◆ PROBLEM TO WORK ON
Look for the word "below" in the entries and copy each line where it appears.

PROVIDED RECORDS Block Start

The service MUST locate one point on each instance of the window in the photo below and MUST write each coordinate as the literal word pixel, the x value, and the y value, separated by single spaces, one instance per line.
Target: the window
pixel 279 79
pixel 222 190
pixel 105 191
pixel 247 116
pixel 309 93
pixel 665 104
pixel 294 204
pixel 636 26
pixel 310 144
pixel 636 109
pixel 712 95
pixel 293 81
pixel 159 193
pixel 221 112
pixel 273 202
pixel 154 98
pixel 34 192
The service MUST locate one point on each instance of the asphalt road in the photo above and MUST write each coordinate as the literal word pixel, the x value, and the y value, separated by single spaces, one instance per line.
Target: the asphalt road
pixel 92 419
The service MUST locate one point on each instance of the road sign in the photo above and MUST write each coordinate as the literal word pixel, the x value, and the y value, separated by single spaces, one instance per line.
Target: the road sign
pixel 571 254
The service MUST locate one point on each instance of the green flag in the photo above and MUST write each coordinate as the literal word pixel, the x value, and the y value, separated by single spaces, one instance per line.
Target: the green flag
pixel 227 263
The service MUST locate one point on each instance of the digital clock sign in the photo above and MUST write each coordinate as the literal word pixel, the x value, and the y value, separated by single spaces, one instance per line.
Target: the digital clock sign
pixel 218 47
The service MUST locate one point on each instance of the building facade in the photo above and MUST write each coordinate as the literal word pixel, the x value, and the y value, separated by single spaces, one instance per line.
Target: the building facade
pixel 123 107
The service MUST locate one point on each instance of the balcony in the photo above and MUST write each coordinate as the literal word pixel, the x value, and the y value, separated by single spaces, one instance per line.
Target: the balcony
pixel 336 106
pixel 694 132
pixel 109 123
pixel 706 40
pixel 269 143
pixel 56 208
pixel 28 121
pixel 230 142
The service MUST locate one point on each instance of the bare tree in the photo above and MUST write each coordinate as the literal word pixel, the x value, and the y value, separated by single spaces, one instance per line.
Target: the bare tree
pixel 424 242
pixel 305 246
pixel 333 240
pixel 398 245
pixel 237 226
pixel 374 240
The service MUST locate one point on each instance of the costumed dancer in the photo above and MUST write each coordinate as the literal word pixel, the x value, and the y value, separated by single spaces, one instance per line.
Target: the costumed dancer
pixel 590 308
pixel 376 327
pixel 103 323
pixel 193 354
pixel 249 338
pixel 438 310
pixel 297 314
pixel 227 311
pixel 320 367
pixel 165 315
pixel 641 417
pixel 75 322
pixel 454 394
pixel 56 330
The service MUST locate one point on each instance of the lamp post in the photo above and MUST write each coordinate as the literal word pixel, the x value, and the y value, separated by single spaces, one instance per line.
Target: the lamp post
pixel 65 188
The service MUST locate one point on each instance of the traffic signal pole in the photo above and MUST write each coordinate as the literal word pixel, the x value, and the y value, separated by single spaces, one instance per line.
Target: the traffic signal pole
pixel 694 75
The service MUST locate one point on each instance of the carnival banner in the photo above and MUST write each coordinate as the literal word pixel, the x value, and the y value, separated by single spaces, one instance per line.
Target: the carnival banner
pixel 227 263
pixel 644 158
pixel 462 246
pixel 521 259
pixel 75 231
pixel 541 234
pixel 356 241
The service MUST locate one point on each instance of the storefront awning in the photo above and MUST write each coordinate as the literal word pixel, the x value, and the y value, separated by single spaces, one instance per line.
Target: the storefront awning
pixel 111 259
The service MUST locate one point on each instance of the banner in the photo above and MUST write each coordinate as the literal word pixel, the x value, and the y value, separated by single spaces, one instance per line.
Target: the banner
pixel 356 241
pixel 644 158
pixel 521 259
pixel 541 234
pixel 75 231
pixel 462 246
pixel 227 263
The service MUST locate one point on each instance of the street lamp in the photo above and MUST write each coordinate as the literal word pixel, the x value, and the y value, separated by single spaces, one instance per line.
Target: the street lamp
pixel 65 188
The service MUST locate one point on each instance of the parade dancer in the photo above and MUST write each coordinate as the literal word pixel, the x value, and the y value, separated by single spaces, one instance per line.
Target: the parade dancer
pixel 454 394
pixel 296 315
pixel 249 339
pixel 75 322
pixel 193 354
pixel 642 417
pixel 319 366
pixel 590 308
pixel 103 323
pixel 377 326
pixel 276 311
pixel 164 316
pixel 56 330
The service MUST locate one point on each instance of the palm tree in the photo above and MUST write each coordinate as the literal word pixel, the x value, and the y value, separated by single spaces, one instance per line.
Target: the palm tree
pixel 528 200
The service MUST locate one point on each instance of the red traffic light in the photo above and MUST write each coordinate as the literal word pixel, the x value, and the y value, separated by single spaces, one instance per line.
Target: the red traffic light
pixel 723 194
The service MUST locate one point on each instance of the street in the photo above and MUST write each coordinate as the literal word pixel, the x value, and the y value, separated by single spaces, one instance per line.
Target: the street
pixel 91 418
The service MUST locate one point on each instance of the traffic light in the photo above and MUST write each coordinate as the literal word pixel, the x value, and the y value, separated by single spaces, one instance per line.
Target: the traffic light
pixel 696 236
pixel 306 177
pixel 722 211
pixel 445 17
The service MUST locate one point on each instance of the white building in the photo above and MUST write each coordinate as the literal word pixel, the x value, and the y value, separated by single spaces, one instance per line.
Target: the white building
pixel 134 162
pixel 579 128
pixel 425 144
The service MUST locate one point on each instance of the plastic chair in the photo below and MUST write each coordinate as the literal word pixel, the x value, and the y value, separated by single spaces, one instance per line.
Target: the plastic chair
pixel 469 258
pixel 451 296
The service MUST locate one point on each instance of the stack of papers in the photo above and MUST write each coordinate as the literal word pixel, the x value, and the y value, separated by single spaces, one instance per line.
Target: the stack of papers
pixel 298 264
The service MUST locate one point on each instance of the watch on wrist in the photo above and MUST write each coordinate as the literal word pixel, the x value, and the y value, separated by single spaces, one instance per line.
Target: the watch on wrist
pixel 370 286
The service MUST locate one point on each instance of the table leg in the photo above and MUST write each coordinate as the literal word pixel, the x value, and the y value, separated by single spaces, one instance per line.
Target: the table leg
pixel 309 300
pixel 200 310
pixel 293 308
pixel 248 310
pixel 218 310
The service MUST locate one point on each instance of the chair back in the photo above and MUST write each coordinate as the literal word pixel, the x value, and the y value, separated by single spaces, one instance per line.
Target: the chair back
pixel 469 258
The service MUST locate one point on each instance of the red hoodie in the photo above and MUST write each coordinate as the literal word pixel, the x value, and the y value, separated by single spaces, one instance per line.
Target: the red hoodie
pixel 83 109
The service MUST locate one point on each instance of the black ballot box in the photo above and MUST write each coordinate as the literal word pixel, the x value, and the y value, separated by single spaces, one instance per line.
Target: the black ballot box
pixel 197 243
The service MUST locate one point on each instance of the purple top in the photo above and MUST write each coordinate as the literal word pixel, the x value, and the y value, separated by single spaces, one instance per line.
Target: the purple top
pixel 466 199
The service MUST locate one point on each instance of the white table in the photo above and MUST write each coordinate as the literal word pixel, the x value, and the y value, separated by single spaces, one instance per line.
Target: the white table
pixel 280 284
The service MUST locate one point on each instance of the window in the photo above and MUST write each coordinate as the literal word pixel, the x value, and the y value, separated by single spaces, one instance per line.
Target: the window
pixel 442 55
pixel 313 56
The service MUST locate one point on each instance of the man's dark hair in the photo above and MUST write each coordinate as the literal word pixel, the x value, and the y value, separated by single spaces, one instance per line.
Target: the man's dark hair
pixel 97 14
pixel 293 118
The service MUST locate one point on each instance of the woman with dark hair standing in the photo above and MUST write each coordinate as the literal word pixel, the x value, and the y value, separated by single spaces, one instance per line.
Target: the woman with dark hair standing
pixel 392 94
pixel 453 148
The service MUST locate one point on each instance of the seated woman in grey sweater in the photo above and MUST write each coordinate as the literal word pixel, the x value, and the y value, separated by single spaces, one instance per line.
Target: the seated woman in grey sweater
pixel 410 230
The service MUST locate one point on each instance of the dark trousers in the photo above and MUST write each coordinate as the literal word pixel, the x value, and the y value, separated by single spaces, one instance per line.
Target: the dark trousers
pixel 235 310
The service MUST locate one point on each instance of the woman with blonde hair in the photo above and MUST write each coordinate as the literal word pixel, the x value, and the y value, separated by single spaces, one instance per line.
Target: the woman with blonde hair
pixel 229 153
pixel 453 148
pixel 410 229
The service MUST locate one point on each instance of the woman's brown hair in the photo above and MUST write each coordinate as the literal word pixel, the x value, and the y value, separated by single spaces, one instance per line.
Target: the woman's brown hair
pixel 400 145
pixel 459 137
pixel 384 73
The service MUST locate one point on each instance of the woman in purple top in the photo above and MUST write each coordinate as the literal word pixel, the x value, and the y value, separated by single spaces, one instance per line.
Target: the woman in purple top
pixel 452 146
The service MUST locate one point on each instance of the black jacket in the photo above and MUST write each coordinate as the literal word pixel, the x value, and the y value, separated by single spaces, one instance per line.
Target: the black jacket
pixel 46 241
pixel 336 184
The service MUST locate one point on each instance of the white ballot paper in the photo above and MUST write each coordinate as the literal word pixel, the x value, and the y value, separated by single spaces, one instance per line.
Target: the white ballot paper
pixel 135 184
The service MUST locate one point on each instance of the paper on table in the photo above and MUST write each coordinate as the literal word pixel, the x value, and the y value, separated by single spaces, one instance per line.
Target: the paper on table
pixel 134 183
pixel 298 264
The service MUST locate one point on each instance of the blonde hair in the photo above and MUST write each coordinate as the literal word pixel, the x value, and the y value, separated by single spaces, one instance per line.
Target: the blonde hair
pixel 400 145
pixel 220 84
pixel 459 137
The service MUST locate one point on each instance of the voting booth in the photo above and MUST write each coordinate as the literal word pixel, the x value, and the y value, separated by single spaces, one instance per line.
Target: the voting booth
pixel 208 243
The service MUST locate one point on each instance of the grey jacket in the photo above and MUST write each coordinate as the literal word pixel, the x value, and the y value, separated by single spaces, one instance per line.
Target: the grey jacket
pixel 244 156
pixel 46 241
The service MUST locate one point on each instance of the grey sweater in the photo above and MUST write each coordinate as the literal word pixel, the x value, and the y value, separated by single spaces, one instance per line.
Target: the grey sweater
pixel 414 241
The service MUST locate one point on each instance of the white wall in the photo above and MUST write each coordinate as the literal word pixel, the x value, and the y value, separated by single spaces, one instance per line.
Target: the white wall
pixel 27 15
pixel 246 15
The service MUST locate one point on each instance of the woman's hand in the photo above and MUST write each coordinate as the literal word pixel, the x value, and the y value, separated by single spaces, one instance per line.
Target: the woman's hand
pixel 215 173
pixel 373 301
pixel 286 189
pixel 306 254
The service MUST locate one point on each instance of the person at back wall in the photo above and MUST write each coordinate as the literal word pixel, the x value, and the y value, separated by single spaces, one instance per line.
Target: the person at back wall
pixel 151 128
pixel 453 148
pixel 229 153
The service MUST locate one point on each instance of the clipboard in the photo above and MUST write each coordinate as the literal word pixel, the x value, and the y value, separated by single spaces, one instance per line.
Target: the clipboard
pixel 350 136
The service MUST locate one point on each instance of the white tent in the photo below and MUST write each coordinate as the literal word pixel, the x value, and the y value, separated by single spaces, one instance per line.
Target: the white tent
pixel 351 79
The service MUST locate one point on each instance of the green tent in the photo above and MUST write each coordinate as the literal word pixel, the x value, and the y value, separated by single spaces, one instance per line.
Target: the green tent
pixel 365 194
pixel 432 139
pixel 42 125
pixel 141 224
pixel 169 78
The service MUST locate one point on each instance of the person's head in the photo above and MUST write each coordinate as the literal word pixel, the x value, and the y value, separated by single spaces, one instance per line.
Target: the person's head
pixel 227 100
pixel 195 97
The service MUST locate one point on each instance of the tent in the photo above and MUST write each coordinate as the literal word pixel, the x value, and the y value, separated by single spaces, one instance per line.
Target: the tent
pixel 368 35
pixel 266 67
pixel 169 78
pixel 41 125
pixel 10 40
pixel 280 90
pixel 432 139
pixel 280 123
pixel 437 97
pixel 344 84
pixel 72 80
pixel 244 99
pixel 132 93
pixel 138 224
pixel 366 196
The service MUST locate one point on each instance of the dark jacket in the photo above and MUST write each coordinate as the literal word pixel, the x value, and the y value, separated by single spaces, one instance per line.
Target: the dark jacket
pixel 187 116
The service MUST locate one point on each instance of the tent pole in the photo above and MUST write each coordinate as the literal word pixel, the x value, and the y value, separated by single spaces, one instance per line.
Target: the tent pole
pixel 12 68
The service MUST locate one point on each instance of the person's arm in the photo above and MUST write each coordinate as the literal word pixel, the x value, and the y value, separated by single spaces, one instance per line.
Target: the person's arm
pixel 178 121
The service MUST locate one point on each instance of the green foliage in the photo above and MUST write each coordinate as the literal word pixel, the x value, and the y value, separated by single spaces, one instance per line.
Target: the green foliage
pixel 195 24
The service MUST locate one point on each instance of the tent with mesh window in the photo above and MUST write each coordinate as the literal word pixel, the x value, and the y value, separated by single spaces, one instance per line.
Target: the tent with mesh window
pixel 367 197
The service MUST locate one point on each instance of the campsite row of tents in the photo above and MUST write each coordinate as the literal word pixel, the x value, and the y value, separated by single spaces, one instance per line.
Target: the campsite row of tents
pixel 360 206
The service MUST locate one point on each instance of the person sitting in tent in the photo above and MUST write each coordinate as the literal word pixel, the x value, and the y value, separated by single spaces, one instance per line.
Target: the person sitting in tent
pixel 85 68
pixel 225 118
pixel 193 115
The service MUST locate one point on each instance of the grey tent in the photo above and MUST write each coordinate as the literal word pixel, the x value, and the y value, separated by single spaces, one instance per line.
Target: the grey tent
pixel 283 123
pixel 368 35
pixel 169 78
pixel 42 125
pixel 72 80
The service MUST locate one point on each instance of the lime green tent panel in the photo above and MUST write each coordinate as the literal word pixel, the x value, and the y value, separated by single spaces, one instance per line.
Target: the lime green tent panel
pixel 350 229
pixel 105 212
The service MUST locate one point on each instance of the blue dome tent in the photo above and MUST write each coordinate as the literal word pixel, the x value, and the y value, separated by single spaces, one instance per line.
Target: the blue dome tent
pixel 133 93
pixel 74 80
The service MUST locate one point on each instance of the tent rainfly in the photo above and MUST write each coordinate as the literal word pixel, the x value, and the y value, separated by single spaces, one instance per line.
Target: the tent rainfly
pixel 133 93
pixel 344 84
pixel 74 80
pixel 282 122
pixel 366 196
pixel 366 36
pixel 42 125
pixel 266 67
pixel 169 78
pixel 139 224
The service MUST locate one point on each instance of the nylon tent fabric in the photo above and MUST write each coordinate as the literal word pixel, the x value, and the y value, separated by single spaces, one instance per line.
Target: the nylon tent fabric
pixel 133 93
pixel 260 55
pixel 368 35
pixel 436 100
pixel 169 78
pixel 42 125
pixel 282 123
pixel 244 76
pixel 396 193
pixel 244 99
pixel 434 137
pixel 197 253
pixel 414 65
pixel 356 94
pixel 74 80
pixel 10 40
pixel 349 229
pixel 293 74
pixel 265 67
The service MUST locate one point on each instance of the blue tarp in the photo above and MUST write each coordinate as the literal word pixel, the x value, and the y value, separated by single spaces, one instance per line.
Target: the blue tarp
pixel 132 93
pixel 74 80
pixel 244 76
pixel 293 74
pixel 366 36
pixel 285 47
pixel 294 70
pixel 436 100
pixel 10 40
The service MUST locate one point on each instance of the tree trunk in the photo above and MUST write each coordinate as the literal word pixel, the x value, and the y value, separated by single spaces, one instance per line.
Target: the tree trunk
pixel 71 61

PROVIDED RECORDS Block End

◆ FINISHED EXERCISE
The service MUST locate one point on each instance of the window in the photo below and MUST write each coordinate as the literal word pixel, the x value, and the y value, separated by single spaces, one instance per line.
The service MUST locate one point on each instance of the plastic chair in the photo below and MUST write each coordinate as the literal word pixel, the x value, and the y value, separated by single spaces, one instance per line.
The service MUST locate one point on each instance of the white tent in the photo below and MUST write each coordinate as the literal word pixel, the x value, and the y value, separated by single spaces, one instance per line.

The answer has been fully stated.